▶ 本文

Ti及びMnの複合化合物としては、酸化物,水酸化
物,リン酸塩,フッ化物,有機酸塩から選ばれた1種又
は2種以上がある。化成処理皮膜は、更にリン酸塩,複
合リン酸塩,潤滑剤等を含むことができる。

Description

【発明の詳細な説明】
【0001】
【産業上の利用分野】本発明は、内面及び外面共に耐食
性に優れた燃料タンク用アルミニウム系めっき鋼板に関
する。

▶ 課題
本文を読み、次の問いに答えなさい。
1. TiとMnの複合化合物には、どのようなものがあるか。
2. 化成処理皮膜が、さらに含むことができるものは何か。
3. 本発明は、どのような鋼板に関するものか。

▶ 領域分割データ

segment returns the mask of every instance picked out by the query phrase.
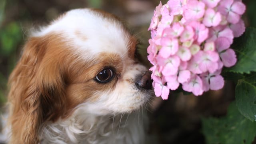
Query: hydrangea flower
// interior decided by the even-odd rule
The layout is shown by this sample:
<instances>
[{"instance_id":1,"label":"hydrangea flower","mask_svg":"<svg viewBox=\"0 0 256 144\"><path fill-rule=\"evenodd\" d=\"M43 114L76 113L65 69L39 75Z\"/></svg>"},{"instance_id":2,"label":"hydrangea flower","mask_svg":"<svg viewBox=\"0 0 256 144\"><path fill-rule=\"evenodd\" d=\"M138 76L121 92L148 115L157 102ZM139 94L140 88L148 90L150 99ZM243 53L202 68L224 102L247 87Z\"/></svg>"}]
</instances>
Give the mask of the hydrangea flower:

▶ 解答例
1. 酸化物、水酸化物、リン酸塩、フッ化物、有機酸塩から選ばれた1種または2種以上がある。
2. リン酸塩、複合リン酸塩、潤滑剤等を含むことができる。
3. 内面と外面の両方の耐食性に優れた、燃料タンク用アルミニウム系めっき鋼板に関するものである。